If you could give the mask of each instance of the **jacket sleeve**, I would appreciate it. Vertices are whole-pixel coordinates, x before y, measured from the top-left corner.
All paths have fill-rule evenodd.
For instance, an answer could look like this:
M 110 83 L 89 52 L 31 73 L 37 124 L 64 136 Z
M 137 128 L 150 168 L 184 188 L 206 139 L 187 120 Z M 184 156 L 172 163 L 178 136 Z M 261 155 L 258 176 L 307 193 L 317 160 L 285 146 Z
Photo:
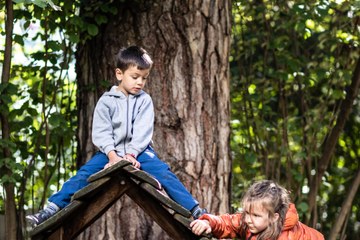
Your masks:
M 115 149 L 110 108 L 104 97 L 100 97 L 93 115 L 92 141 L 106 155 Z
M 212 235 L 216 238 L 236 238 L 241 234 L 241 214 L 223 214 L 219 216 L 204 214 L 200 220 L 208 220 Z
M 132 126 L 132 139 L 126 149 L 126 153 L 137 157 L 151 143 L 154 131 L 154 106 L 149 95 L 143 98 L 139 107 L 135 108 Z
M 298 240 L 324 240 L 324 236 L 315 230 L 314 228 L 308 227 L 305 224 L 298 222 L 293 229 L 287 234 L 286 238 L 280 239 L 298 239 Z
- - - - -
Problem description>
Copy out the data above word for word, omitting the picture.

Exercise response>
If you could give the mask of each instance of the **jacket sleeve**, I would appreciate it. Vertices are whole-pixel coordinates, x before y, measured from the top-left corner.
All paths have fill-rule evenodd.
For instance, an answer could look like this:
M 110 83 L 89 52 L 31 73 L 37 124 L 64 136 Z
M 137 128 L 150 168 L 184 188 L 206 139 L 187 120 Z M 184 156 L 172 163 L 178 136 Z M 261 155 L 258 176 L 307 193 L 317 160 L 285 146 Z
Photo:
Your masks:
M 115 149 L 110 108 L 104 97 L 100 97 L 93 115 L 92 141 L 106 155 Z
M 212 235 L 216 238 L 236 238 L 241 234 L 241 214 L 223 214 L 219 216 L 204 214 L 200 220 L 208 220 Z
M 132 126 L 132 139 L 126 149 L 126 153 L 137 157 L 151 143 L 154 131 L 154 106 L 149 95 L 143 98 L 139 107 L 135 108 Z
M 298 240 L 324 240 L 324 236 L 315 230 L 314 228 L 308 227 L 305 224 L 298 222 L 293 229 L 287 234 L 286 238 L 280 239 L 298 239 Z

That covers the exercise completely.